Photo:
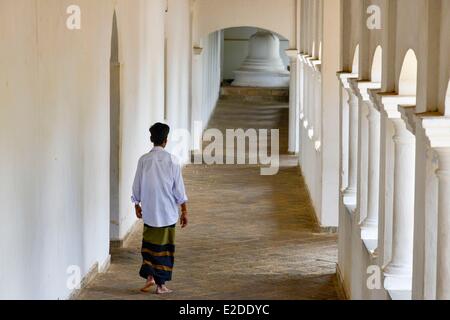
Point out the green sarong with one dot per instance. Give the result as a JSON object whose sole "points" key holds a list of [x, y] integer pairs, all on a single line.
{"points": [[158, 253]]}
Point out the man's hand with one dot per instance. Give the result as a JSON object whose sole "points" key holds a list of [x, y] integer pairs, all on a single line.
{"points": [[184, 220], [138, 211]]}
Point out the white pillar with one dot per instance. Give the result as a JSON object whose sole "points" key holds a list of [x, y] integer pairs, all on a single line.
{"points": [[197, 96], [350, 192], [437, 130], [293, 102], [443, 255], [398, 273], [369, 227]]}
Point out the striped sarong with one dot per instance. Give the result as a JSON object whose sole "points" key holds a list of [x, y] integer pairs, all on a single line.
{"points": [[158, 251]]}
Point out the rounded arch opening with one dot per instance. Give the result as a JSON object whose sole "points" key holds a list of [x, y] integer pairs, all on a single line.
{"points": [[355, 63], [206, 33], [237, 47], [377, 65], [407, 84]]}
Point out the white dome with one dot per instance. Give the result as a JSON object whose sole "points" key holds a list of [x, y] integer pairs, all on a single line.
{"points": [[263, 67]]}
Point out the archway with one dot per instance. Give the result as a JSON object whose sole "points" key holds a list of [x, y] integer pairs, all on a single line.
{"points": [[407, 84], [355, 64], [114, 131], [377, 65]]}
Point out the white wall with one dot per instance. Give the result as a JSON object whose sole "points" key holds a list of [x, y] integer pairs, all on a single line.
{"points": [[236, 42], [178, 54], [54, 134]]}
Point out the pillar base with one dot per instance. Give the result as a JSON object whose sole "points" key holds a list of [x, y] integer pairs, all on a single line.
{"points": [[349, 198], [397, 277]]}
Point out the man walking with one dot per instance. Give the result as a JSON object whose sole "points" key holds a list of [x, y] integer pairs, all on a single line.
{"points": [[158, 191]]}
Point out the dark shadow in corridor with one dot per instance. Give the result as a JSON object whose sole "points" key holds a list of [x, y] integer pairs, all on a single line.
{"points": [[250, 237]]}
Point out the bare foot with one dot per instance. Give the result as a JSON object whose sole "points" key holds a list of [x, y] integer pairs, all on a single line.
{"points": [[163, 290], [150, 283]]}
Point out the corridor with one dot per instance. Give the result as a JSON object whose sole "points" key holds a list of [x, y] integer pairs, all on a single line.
{"points": [[250, 236]]}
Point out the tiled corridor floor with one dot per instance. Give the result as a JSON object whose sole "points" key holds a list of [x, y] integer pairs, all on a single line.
{"points": [[250, 236]]}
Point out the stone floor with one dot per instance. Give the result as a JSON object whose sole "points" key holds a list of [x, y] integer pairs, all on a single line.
{"points": [[250, 236]]}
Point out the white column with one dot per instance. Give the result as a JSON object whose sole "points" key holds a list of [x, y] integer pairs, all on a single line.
{"points": [[369, 227], [437, 130], [398, 273], [197, 97], [443, 255], [350, 192], [293, 102], [312, 99], [318, 107]]}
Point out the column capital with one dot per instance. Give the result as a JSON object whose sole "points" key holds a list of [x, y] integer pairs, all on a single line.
{"points": [[437, 129], [361, 88], [344, 78], [293, 54], [197, 51], [408, 114], [389, 103]]}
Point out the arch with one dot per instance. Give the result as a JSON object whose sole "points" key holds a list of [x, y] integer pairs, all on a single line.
{"points": [[377, 65], [447, 100], [280, 35], [114, 123], [407, 83], [355, 63]]}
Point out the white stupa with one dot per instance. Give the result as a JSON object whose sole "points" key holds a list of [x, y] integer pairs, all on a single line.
{"points": [[263, 67]]}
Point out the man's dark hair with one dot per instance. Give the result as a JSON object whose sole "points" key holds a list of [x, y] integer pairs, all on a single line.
{"points": [[159, 133]]}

........

**WHAT YOU ARE ASKED TO DO**.
Repeat the material above verbatim, with no pictures in the output.

**PROBLEM SOLUTION**.
Photo:
Point out the green sarong with one dot per instance. Give the result as a JSON object whose sole "points" key holds a list of [x, y] integer pairs, all on a single line.
{"points": [[158, 253]]}
Point out the man's hand with one dot per instance. Give the result as a JSON object whose sole "points" key holds a list of [x, y] integer pairs, all on a single line.
{"points": [[184, 220], [138, 211]]}
Point out the white pillar with one dot per instance. Give the result as a JSON object whose sole "points" key holds a list of [x, y] integer pairs, all on a single line.
{"points": [[197, 96], [350, 192], [437, 130], [293, 102], [443, 255], [398, 273], [369, 227]]}
Point out the striped sarong with one dot per instance. Give the result as a JSON object whose sole "points" key holds a list of [x, y] integer pairs, all on a single line.
{"points": [[158, 251]]}
Point out the rounded arch opening with one dot per instance. Give the result as a JSON object whose sole "points" key holds a list of [x, y] integer pairs, all on a single line.
{"points": [[355, 63], [206, 33], [237, 47], [377, 65], [407, 84]]}
Point out the white dome with one dot per instance. Give the result as a JSON object whose sole "points" key holds a list of [x, y] integer pairs, all on a single line.
{"points": [[263, 67]]}
Point out the archway with one dot per instance. Give the result as a JSON object whose sole "points" key holds a list of [x, y] integer pairs, all on a single line.
{"points": [[407, 84], [355, 64], [114, 131], [377, 65]]}
Point out the white wall with one dot per instance. Give the result as a JSON object whose sole "points" key holds a list of [x, y] integer pairs, all on a single line.
{"points": [[236, 42], [178, 54], [54, 134]]}
Point out the pillar base with one dot per instance. Give the result as a JSON object whose sole "points" key holds a list of [x, y] integer pairs, all on a single line.
{"points": [[349, 198], [397, 277]]}
Point out the man walking with one dot per instance. Give the result as a JSON object whose sole "points" key holds a list of [x, y] integer pairs, all on a single line.
{"points": [[158, 191]]}
Point out the dark shadow in corridor with one dot per instance. Give the result as a JSON object whose sole "points" key holds a list of [x, y] integer pairs, all on a single line.
{"points": [[250, 237]]}
Point out the bare foot with one dot per instance. Give the result as a JSON object whose sole "points" key holds a list of [x, y] integer pairs, all on a single line.
{"points": [[163, 290], [150, 283]]}
Point out the corridor with one dot per instance. Give the result as a JSON object whose sole "points" key holds a list of [x, y] integer pairs, all on a single line.
{"points": [[250, 236]]}
Point out the tiled corridor floor with one dot per instance. Give the result as a JSON object whose sole "points" key holds a list of [x, y] integer pairs, all on a single line.
{"points": [[250, 236]]}
Point out the stone floor with one dot per instance. Give the result as a JSON object whose sole "points" key holds a list of [x, y] integer pairs, all on a single line.
{"points": [[250, 236]]}
Point out the white column with one dot per instance. Give the result as a JSON object whose sole "points" key holds a list of [x, y] integer pairs, all on a single line.
{"points": [[369, 227], [437, 130], [398, 273], [197, 97], [443, 255], [350, 192], [293, 102], [312, 99], [318, 107]]}
Point out the column capital with one dot per instance. Give the result as a JSON object whose sole "points" key holds a list of [x, y] integer pairs, all on a single line.
{"points": [[437, 129], [361, 88], [344, 78], [293, 54], [197, 51], [408, 114], [389, 103]]}
Point out the arch with one dot per instance. Give the result as a JSON object whose sole "points" key holds a list of [x, y] integer pairs, all on a single line.
{"points": [[377, 65], [447, 100], [280, 35], [114, 123], [407, 83], [355, 63]]}
Point out the white stupa with one dot per instance. Give the result as a JSON object whose sole "points" key holds a list of [x, y] integer pairs, all on a single line.
{"points": [[263, 67]]}
Point out the man's dark hair with one dot per instance. Give the result as a JSON object whose sole "points" key holds a list of [x, y] integer pairs, all on a single line.
{"points": [[159, 133]]}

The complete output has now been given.